**TASK GOAL:** Output every entry below verbatim, keeping each line unchanged.

**RECORD EXCERPTS:**
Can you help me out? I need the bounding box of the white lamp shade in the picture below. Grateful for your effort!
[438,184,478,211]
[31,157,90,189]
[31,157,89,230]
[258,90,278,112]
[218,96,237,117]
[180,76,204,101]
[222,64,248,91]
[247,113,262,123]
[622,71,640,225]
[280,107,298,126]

**RESPONSE TO THIS TASK:**
Can you help me out? I need the bounding box of the white lamp shade in the picture below. Grateful for your effort!
[438,184,478,211]
[31,157,90,189]
[31,157,89,230]
[258,90,278,112]
[218,96,237,117]
[180,76,204,101]
[222,64,248,91]
[247,113,262,123]
[622,71,640,225]
[280,107,298,126]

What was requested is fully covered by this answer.